** START Exercise input **
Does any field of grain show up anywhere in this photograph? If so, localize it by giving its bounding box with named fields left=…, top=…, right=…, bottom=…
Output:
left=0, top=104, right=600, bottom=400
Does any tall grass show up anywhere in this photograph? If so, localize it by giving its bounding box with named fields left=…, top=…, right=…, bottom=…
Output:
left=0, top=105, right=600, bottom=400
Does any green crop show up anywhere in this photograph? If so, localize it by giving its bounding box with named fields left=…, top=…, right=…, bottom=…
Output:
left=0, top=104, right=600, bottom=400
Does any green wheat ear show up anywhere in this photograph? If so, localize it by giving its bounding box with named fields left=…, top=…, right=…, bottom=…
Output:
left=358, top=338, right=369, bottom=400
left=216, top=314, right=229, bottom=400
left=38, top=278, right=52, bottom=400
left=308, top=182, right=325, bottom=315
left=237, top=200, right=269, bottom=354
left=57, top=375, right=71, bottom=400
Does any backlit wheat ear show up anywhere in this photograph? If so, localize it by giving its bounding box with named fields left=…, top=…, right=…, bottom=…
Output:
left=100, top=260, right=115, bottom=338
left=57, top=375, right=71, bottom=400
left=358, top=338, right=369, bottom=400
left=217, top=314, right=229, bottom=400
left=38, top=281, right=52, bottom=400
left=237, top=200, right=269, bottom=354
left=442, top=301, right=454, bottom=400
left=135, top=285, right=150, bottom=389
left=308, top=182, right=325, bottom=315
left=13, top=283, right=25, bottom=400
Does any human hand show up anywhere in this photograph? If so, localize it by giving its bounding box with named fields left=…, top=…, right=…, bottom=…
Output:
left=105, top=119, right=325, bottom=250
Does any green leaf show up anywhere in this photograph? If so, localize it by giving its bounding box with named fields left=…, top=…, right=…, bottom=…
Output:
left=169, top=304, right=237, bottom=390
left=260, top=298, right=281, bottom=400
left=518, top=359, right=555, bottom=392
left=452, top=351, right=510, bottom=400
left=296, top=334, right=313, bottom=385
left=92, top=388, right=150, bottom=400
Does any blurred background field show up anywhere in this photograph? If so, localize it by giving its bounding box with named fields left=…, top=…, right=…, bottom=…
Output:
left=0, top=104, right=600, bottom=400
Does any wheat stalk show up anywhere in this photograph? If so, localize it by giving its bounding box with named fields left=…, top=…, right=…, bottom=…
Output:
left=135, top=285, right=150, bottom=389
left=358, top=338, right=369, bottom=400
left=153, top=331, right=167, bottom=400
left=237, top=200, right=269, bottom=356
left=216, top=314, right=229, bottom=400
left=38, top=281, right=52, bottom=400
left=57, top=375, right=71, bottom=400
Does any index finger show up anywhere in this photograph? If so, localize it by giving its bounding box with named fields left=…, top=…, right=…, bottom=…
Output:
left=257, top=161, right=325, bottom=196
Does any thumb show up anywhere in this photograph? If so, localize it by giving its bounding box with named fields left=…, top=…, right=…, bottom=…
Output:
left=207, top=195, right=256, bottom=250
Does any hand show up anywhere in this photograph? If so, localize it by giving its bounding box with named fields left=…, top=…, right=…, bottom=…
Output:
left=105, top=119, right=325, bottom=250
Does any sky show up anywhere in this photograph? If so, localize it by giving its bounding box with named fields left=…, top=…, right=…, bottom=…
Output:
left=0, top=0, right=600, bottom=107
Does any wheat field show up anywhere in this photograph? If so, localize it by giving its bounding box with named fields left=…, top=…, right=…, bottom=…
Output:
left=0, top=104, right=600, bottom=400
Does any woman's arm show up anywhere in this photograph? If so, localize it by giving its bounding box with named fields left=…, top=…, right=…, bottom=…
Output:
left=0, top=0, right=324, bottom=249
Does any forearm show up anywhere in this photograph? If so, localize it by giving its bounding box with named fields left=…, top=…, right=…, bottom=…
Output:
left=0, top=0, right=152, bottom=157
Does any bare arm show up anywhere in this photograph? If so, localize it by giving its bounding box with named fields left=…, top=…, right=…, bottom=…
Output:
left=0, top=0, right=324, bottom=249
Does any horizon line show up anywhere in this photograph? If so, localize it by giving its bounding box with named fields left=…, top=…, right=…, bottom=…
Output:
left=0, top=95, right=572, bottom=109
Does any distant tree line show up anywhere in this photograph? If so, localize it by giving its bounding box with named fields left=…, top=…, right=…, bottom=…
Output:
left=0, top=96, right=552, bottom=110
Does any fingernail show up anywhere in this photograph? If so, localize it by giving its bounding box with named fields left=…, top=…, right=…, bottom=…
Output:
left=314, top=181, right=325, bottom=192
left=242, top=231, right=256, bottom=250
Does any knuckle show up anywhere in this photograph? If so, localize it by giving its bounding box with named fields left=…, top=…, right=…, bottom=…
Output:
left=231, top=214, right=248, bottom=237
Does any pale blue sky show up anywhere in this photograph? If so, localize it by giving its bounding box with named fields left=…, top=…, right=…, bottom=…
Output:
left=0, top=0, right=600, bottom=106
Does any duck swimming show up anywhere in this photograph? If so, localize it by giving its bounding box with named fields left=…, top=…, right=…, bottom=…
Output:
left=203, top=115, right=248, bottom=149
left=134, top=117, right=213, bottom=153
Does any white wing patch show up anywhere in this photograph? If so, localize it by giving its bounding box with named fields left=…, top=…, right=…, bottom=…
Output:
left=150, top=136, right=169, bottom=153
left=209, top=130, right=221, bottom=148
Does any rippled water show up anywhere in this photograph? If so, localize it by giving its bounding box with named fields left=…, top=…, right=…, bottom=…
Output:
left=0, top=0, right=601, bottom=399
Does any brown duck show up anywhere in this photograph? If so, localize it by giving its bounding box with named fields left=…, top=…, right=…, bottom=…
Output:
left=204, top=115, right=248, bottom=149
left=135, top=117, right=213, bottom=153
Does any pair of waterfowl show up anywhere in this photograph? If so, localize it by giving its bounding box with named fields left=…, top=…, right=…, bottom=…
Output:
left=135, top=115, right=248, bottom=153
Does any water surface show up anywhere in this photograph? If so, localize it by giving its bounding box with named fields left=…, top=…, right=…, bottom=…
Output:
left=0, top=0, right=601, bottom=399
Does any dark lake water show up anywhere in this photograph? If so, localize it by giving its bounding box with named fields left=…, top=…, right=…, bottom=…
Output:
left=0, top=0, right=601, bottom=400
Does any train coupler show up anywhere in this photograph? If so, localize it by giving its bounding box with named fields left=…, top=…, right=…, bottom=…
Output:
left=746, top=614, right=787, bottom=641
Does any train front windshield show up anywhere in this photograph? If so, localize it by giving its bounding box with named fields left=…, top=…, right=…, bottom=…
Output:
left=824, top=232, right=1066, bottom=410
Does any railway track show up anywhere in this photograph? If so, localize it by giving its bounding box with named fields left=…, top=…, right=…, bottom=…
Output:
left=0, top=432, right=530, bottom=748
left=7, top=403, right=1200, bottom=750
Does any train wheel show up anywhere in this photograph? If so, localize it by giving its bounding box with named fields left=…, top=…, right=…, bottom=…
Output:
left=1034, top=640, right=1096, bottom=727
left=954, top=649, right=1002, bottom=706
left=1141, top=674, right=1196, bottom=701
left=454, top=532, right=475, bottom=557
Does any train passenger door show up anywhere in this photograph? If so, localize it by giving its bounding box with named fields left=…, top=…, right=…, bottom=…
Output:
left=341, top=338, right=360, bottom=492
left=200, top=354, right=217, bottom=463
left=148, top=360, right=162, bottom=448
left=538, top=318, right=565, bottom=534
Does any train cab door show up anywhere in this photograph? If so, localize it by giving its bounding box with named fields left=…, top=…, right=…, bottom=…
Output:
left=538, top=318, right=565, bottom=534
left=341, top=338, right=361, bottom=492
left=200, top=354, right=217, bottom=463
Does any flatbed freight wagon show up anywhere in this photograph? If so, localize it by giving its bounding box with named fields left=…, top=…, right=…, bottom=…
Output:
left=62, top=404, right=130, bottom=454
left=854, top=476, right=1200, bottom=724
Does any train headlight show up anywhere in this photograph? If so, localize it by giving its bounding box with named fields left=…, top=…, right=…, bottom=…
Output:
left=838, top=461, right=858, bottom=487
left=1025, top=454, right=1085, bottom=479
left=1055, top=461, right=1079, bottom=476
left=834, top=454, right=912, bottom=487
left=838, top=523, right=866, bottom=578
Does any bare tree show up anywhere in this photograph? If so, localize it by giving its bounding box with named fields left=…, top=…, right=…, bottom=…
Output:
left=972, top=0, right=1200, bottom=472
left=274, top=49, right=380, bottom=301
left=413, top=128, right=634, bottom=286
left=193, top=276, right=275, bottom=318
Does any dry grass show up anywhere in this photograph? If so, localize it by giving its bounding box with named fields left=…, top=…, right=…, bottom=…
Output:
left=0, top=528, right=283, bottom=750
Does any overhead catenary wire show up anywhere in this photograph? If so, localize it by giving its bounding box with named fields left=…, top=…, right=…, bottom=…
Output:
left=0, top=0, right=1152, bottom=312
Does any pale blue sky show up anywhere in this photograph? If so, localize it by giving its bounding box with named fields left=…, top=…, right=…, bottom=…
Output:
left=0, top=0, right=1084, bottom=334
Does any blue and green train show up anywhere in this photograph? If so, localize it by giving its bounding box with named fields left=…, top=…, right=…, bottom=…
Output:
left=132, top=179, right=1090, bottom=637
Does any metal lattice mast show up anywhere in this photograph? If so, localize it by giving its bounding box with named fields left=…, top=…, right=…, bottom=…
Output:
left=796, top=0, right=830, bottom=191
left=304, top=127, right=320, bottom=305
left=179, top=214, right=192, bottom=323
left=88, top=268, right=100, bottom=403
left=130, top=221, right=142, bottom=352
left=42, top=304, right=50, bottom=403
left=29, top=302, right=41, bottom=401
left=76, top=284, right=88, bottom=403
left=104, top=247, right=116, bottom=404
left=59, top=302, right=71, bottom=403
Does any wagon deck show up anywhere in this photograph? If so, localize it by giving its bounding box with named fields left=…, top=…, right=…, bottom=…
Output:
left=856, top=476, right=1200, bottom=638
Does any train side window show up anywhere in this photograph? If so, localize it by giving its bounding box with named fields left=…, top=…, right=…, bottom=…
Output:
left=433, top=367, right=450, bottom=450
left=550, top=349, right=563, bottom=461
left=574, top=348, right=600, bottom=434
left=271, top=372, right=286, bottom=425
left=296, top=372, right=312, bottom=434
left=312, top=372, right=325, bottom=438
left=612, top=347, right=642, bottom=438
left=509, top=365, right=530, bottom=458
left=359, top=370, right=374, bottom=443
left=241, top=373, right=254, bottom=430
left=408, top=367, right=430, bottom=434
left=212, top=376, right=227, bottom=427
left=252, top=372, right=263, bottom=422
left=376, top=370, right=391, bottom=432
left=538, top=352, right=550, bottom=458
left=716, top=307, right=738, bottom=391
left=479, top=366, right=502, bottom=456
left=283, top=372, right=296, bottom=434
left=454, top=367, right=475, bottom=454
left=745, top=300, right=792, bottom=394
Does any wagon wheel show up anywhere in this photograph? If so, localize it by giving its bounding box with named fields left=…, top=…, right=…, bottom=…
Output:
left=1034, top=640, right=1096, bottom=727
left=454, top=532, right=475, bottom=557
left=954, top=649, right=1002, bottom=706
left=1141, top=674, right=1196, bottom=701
** END Exercise input **
Return the lines of the data verbatim, starting at the line that contains "Does any fingernail" and ending at the line that contains "left=231, top=214, right=248, bottom=237", with both of those lines included.

Does any fingernail show up anywhere in this photograph? If so, localize it by giving its bounding box with named fields left=…, top=…, right=…, bottom=…
Output:
left=314, top=181, right=325, bottom=192
left=242, top=231, right=256, bottom=250
Does any knuckle show up anywhere in this photograph? If so, localize it by giving its bounding box with named fields left=…, top=…, right=…, bottom=…
Output:
left=231, top=214, right=248, bottom=237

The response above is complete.